## What the exercise asks
Rewrite the lines below with "Outline" switched to "Trace" everywhere it occurs. Keep everything else unchanged.

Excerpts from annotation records
— Begin —
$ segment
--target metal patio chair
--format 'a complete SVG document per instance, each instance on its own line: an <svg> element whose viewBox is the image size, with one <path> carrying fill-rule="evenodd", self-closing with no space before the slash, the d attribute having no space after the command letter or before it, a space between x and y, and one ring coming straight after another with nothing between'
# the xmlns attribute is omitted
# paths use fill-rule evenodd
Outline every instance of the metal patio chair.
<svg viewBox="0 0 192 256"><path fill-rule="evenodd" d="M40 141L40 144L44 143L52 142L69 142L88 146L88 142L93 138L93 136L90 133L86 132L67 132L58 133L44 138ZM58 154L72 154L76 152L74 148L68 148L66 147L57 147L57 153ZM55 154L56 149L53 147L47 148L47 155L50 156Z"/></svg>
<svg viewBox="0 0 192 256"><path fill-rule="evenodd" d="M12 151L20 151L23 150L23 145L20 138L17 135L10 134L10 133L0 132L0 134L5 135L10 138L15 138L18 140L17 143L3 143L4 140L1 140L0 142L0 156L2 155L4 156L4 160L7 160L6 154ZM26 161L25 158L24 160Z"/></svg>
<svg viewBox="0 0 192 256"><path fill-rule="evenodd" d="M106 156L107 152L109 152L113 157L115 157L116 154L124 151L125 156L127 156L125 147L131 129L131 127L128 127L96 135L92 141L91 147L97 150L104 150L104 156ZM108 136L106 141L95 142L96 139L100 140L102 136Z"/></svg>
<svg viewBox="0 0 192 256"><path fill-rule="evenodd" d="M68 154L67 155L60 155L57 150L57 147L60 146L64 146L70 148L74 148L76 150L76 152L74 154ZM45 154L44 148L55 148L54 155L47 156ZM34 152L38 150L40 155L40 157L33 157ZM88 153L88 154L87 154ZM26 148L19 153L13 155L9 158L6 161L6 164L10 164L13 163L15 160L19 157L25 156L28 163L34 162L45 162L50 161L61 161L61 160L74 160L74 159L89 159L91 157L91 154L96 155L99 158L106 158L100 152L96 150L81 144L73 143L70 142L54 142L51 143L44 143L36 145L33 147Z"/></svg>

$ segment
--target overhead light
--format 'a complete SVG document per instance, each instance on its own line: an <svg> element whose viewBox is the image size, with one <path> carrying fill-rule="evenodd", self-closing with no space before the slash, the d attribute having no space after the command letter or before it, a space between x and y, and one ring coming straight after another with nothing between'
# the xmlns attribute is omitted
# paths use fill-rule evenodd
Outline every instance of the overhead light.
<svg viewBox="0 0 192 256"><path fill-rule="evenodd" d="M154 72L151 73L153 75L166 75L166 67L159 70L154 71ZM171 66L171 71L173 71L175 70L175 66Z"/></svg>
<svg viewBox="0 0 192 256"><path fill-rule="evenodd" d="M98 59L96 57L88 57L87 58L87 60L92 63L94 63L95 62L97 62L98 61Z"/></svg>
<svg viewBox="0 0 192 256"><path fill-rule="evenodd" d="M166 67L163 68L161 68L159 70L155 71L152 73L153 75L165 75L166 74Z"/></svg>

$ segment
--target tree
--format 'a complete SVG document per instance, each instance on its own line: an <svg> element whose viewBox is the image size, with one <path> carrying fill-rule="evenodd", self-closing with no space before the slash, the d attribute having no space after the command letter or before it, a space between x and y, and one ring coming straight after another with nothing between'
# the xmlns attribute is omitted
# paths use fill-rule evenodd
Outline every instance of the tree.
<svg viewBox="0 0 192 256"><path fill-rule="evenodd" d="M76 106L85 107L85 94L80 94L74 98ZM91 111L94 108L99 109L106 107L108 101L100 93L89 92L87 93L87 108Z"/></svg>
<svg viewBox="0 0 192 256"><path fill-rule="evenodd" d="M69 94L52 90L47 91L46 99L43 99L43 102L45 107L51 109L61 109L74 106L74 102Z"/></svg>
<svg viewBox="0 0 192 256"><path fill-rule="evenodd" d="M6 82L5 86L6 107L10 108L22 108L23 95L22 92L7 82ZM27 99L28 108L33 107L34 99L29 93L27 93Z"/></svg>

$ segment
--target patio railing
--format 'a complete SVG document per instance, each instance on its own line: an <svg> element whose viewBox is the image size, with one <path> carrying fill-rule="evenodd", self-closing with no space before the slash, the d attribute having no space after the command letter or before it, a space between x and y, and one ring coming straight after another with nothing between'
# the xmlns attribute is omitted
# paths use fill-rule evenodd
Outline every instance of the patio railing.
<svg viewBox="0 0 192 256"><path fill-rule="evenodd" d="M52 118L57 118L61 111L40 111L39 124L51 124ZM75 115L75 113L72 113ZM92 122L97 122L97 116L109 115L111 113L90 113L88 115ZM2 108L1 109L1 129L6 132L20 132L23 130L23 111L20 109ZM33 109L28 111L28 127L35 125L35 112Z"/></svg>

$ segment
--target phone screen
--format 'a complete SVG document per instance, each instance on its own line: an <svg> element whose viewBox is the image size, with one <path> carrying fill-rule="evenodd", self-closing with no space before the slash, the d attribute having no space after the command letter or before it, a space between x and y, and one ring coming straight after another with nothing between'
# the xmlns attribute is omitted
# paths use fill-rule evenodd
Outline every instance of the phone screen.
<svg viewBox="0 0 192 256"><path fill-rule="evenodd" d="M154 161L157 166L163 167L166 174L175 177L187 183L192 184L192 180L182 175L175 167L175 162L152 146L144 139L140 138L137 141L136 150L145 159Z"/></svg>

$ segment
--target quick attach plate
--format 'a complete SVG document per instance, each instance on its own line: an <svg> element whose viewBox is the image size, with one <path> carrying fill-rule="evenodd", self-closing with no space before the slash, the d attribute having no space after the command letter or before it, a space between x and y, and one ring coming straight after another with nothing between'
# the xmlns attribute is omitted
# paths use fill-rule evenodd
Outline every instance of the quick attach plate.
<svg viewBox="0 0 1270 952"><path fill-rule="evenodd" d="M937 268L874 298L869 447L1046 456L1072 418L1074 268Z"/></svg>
— End —
## Task output
$ segment
--target metal patio chair
--format 'a complete SVG document per instance, each instance on its own line: an <svg> element whose viewBox is the image size, with one <path> carrying fill-rule="evenodd", self-closing with no space before the slash, the d attribute having no space after the command letter or before it, a space between x and y, and one ring coming straight after another with nothing between'
# the xmlns attribute is omitted
# paths use fill-rule evenodd
Trace every instance of the metal patio chair.
<svg viewBox="0 0 192 256"><path fill-rule="evenodd" d="M40 141L40 144L44 143L52 142L69 142L88 146L88 142L93 138L93 136L90 133L86 132L67 132L58 133L44 138ZM58 154L72 154L76 152L74 148L68 148L66 147L57 147L57 153ZM55 154L56 149L53 147L47 148L47 155L50 156Z"/></svg>
<svg viewBox="0 0 192 256"><path fill-rule="evenodd" d="M12 151L20 151L23 150L23 145L20 138L17 135L10 134L10 133L0 132L0 134L5 135L10 138L15 138L18 140L17 143L3 143L4 140L1 140L0 142L0 156L2 155L4 156L4 160L7 160L6 154ZM26 161L25 158L24 160Z"/></svg>
<svg viewBox="0 0 192 256"><path fill-rule="evenodd" d="M106 156L107 152L109 152L113 157L115 157L116 154L124 151L125 156L127 156L125 147L131 129L131 127L128 127L96 135L92 141L91 147L97 150L104 150L104 156ZM108 136L106 141L95 142L96 139L100 140L102 136Z"/></svg>
<svg viewBox="0 0 192 256"><path fill-rule="evenodd" d="M68 154L67 155L60 155L57 150L57 147L60 146L64 146L70 148L74 148L76 150L76 152L74 154ZM45 154L44 148L55 148L54 155L47 156ZM34 152L38 150L40 155L40 157L33 157ZM88 153L88 154L87 154ZM26 148L19 153L13 155L9 158L6 161L6 164L10 164L13 163L15 160L19 157L25 156L28 163L34 162L45 162L50 161L61 161L61 160L74 160L74 159L89 159L91 157L91 154L96 155L99 158L106 158L100 152L96 150L81 144L73 143L70 142L54 142L51 143L44 143L36 145L33 147Z"/></svg>

$ segment
--target overhead light
--format 'a complete SVG document per instance, each instance on its own line: an <svg> element whose viewBox is the image size, with one <path> carrying fill-rule="evenodd", self-closing with no space before the slash, the d attribute having no space after the command letter or before it, a space between x and y, and one ring coming straight after another with nothing between'
# the xmlns attribute is omitted
# paths use fill-rule evenodd
Trace every instance of the overhead light.
<svg viewBox="0 0 192 256"><path fill-rule="evenodd" d="M154 72L151 73L153 75L166 75L166 67L159 70L154 71ZM171 66L171 71L173 71L175 70L175 66Z"/></svg>
<svg viewBox="0 0 192 256"><path fill-rule="evenodd" d="M98 59L96 57L88 57L87 58L87 60L92 63L94 63L95 62L97 62L98 61Z"/></svg>
<svg viewBox="0 0 192 256"><path fill-rule="evenodd" d="M166 67L163 68L161 68L159 70L155 71L152 73L153 75L165 75L166 74Z"/></svg>

$ segment
--target tree
--format 'a complete SVG document per instance, each instance on its own line: an <svg> element whose viewBox is the image size, with one <path> carrying fill-rule="evenodd", self-closing with no space before the slash, the d attribute having no space after the command letter or before it, a space between x and y, and one ring coming straight after another with nothing between'
# the xmlns attribute is omitted
# paths use fill-rule evenodd
Trace every instance of the tree.
<svg viewBox="0 0 192 256"><path fill-rule="evenodd" d="M76 106L85 107L85 94L80 94L74 98ZM91 111L94 108L99 109L106 107L108 101L100 93L89 92L87 93L87 108Z"/></svg>
<svg viewBox="0 0 192 256"><path fill-rule="evenodd" d="M69 94L52 90L47 91L46 99L43 99L43 102L45 107L51 109L61 109L74 106L74 102Z"/></svg>
<svg viewBox="0 0 192 256"><path fill-rule="evenodd" d="M6 82L5 86L6 107L10 108L22 108L23 95L22 92L7 82ZM27 99L28 108L33 107L34 99L29 93L27 93Z"/></svg>

$ segment
--target patio railing
--format 'a complete SVG document per instance, each instance on its own line: an <svg> element whose viewBox is the image size, with one <path> carrying fill-rule="evenodd", self-closing with no space before the slash, the d attribute having no space after the command letter or before it, a space between x and y, and one ring coming straight after another with nothing between'
# the xmlns attribute is omitted
# paths use fill-rule evenodd
Trace every instance of the patio railing.
<svg viewBox="0 0 192 256"><path fill-rule="evenodd" d="M52 118L57 118L61 111L40 111L39 124L51 124ZM75 115L75 113L72 113ZM92 122L97 122L97 116L109 115L111 113L90 113L88 115ZM2 108L1 109L1 129L6 132L20 132L23 130L23 111L20 109ZM33 109L28 111L28 127L35 125L35 112Z"/></svg>

$ segment
--target phone screen
--format 'a complete SVG document per instance, each instance on its own line: an <svg> element whose viewBox is the image size, with one <path> carrying fill-rule="evenodd", self-closing with no space before the slash, the d attribute having no space after the command letter or before it, a space between x and y, and one ring coming straight after another with nothing between'
# the xmlns attribute is omitted
# paths use fill-rule evenodd
Trace every instance of the phone screen.
<svg viewBox="0 0 192 256"><path fill-rule="evenodd" d="M154 161L157 166L163 167L166 174L175 177L187 183L192 184L192 180L182 175L175 167L175 162L152 146L144 139L140 138L137 141L136 150L145 159Z"/></svg>

$ segment
--target quick attach plate
--format 'a complete SVG document per instance, each instance on its own line: an <svg> element whose viewBox is the image size, with one <path> carrying fill-rule="evenodd", self-closing with no space before the slash, the d attribute having no space after the command letter or before it, a space between x and y, and one ring coming straight after another with nothing between'
# the xmlns attribute is omitted
# paths use fill-rule evenodd
Trace every instance of the quick attach plate.
<svg viewBox="0 0 1270 952"><path fill-rule="evenodd" d="M937 268L874 298L869 447L1046 456L1072 418L1074 268Z"/></svg>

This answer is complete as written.